## About this exercise:
Give back the lines below exactly, but do not include any pictures.

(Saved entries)
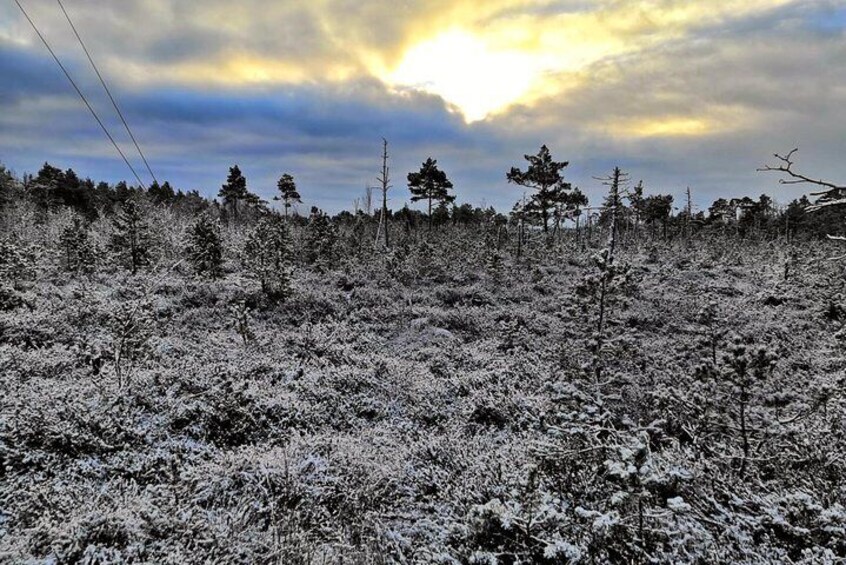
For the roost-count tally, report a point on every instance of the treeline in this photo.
(550, 205)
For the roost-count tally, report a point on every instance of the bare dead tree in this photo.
(384, 184)
(831, 196)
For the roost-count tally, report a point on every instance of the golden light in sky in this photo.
(467, 73)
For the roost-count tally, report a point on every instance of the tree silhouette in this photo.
(543, 175)
(234, 190)
(287, 192)
(431, 184)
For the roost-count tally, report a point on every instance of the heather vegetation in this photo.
(194, 381)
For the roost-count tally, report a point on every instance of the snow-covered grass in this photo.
(410, 409)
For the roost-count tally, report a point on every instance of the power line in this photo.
(108, 91)
(81, 95)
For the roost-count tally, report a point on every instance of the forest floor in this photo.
(412, 412)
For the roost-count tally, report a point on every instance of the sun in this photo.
(467, 73)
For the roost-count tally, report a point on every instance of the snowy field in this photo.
(433, 404)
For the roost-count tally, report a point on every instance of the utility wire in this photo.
(108, 92)
(81, 95)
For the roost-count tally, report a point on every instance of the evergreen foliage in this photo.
(430, 184)
(131, 239)
(267, 256)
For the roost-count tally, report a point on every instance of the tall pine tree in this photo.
(287, 192)
(234, 190)
(543, 175)
(430, 184)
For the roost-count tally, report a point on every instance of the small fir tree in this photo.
(205, 247)
(234, 190)
(131, 236)
(78, 254)
(267, 256)
(288, 193)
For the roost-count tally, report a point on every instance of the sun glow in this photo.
(467, 73)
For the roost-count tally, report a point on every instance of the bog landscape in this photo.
(422, 282)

## Result:
For the roost-count tally, report a point on every instance of the treeline in this photo.
(550, 205)
For the roost-count tally, report a point on every instance of the bare dead tree in this photo.
(384, 184)
(831, 196)
For the roost-count tally, report a point on every instance of the golden light in sky in this photo.
(467, 73)
For the roost-count tally, report a point on every instance of the tree silhouette in this photo.
(543, 175)
(234, 190)
(287, 192)
(431, 184)
For the roost-count tally, report a point on every instance of the heather vegetation in this photo.
(194, 381)
For the roost-count tally, report a point on every instance of the snow-covered grass in this photo.
(410, 409)
For the roost-count tally, report a point on every instance of the power line in this photo.
(108, 91)
(81, 95)
For the roost-count tally, report a point on every instance of the forest floor in this photo.
(412, 412)
For the roost-count tally, report a point on every instance of the sun in this photo.
(467, 73)
For the roost-count tally, report a point on every instance of the snowy field in this photo.
(433, 404)
For the roost-count tally, report a point on every instance of the utility wire in this photo.
(108, 92)
(81, 95)
For the roost-count tally, report a point on every instance of the evergreen foliage in this photo.
(430, 184)
(131, 239)
(267, 256)
For the roost-count tally, report a point on every instance of the tall pine tree in this photo.
(287, 192)
(234, 190)
(543, 175)
(430, 184)
For the roost-count tally, report a point on every instance of the small fir tree in this photo.
(205, 247)
(234, 190)
(131, 236)
(78, 254)
(267, 256)
(288, 193)
For the roost-count tally, report a point on every instance of the sun glow in this photo.
(467, 73)
For the roost-count tally, report a point on every instance of the bog landscape in this photo.
(422, 282)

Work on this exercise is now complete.